* Sayfa Metni
━━━━━━━━━━━━━━━━━━━━
Abbas Güçlü

Abbas Güçlü

aguclu@milliyet.com.tr

Tüm Yazıları
Haberin Devamı

       TÜRKİYE'de şu anda yüzlerce televizyon kanalı var. Bu kanallarda binlerce yapımcı ve teknik personel çalışıyor. Hemen hepsi de TRT kökenli... Oysa ratinglere baktığınızda TRT ilk 5 kanal arasına bile giremiyor...
Kafaları karıştıran konu, diğer kanalları kanal yapan kişileri yetiştiren TRT nasıl oluyor da kendisini toparlayamıyor!..
Şimdi aynı soruyu İstanbul Üniversitesi Kardiyoloji Enstitüsü için sormamız gerekiyor. Kardiyoloji Enstitüsü, son yıllara kadar Türkiye'nin en gözde kalp merkezlerinden biriydi. Amerikan Hastenesi, Florence Nightingale, Bayındır, Alman ve İnternational Hospital ondan sonra düşünülüyordu. Zaten oralarda görev yapan uzmanların çoğu da Kardiyoloji Enstitüsü'nün hocalarıydı...
Oysa şimdi, dünün bir numaralı kalp merkezi çökme noktasına geldi. Enstitü, önceki rektör Cem'i Demiroğlu ile özdeşleştiği için ondan sonra gelen rektörler adeta intikam alırcasına Kardiyoloji Enstitüsü'nü gözden çıkarttılar. Merkez şimdi yoklar ve yoksunluklar içinde çırpınıyor. Kendilerini bilime ve insana adayan kadrolar da hızla eriyor.
Bu duruma kolay gelinmedi. Enstitüye ilk büyük kazığı Demiroğlu attı. Burayı devletin değil de sanki kendi özel mülkiyetiymiş gibi kullandı. Ondan sonra gelen Berkarda da aynı yanlışa devam etti ve enstitüyü Demiroğlu'nun tekelinden kurtaracağına, yok etmeyi tercih etti. Alemdaroğlu'nun ilgisizliği ise hala devam ediyor. Kardiyoloji Enstitüsü'nü yine Türkiye'nin en gözde kalp merkezlerinden biri haline getireceğine, eriyip gitmesine seyirci kalıyor.
Alemdaroğlu'na şunu sormak gerekir. Peki Kardiyoloji Enstitüsü hepten yok olup giderse sizin #########karınız ne olacak?..
Özetin özeti: Kardiyoloji Enstitüsü'nün nasıl yok olup gittiğine ilişkin elimizde pek çok veri var. Bunları kamuoyu önünde tartışmadan önce, İstanbul Üniversitesi'nin kendi içinde tartışmasında sonsuz yarar var. Var olanı yok etmekten daha kolay bir şey yok. Önemli olan her türlü olumsuzluğa rağmen kurumları yaşatmaktır. Eğer benzer nedenlerle Köy Enstitüleri kapatılmamış olsaydı Türkiye'nin kaderi bugünkünden çok daha farklı olurdu!..
━━━━━━━━━━━━━━━━━━━━
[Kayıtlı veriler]

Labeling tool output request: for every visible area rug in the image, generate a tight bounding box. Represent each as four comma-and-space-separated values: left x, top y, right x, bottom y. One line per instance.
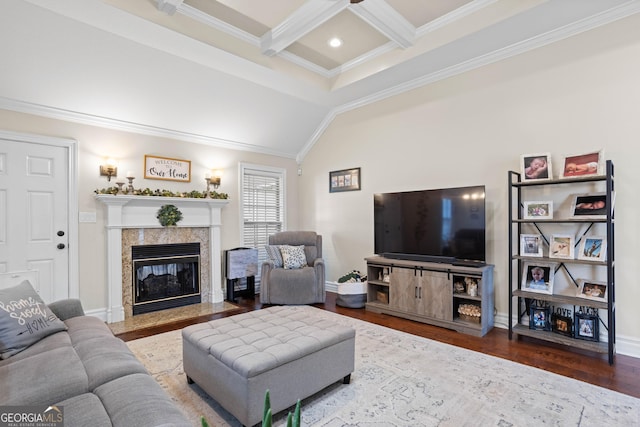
127, 306, 640, 427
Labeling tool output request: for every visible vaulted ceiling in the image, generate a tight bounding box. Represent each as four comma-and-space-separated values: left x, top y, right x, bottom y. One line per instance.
0, 0, 640, 161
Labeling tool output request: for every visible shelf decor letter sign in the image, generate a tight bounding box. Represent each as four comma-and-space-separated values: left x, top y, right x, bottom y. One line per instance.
144, 155, 191, 182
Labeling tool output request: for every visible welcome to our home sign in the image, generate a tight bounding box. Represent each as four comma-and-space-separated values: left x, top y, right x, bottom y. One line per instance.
144, 155, 191, 182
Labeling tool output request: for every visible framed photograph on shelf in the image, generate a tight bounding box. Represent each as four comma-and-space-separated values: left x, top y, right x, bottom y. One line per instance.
520, 153, 553, 181
520, 234, 542, 257
549, 234, 575, 259
576, 279, 607, 302
573, 313, 600, 341
571, 193, 607, 219
560, 150, 604, 178
529, 305, 551, 331
578, 236, 607, 261
551, 308, 573, 337
522, 201, 553, 219
329, 168, 360, 193
520, 261, 555, 295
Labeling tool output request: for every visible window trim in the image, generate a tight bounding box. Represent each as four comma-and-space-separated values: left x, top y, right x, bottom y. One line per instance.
238, 163, 287, 246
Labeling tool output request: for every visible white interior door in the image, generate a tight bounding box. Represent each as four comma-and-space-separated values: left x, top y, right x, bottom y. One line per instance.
0, 133, 75, 302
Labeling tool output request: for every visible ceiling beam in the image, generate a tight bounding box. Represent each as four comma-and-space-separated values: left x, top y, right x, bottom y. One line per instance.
349, 0, 416, 49
260, 0, 349, 56
156, 0, 184, 15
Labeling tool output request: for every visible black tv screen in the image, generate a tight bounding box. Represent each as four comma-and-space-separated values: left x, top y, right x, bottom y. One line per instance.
373, 185, 486, 263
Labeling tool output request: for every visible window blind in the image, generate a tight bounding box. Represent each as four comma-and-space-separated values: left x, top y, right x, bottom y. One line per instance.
241, 166, 285, 292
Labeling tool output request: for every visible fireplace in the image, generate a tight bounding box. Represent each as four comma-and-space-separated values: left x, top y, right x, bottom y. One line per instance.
131, 243, 201, 315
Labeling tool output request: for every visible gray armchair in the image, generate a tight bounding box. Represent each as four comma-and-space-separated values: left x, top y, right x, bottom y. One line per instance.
260, 231, 325, 304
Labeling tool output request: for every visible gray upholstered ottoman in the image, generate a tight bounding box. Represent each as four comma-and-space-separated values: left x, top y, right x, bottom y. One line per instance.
182, 306, 355, 426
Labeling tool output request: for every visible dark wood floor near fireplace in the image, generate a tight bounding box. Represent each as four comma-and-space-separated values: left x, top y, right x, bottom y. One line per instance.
117, 293, 640, 398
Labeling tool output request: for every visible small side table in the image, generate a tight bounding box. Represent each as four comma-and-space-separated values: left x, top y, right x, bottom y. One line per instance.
225, 248, 258, 302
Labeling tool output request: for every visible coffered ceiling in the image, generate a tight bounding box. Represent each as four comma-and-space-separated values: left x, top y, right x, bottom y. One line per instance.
━━━━━━━━━━━━━━━━━━━━
Lütfen sayfa metnine göre yanıtlayın: Kardiyoloji Enstitüsü'ne ilk büyük kazığı kim attı?

* Çözümlü Soru
Enstitüye ilk büyük kazığı Demiroğlu attı.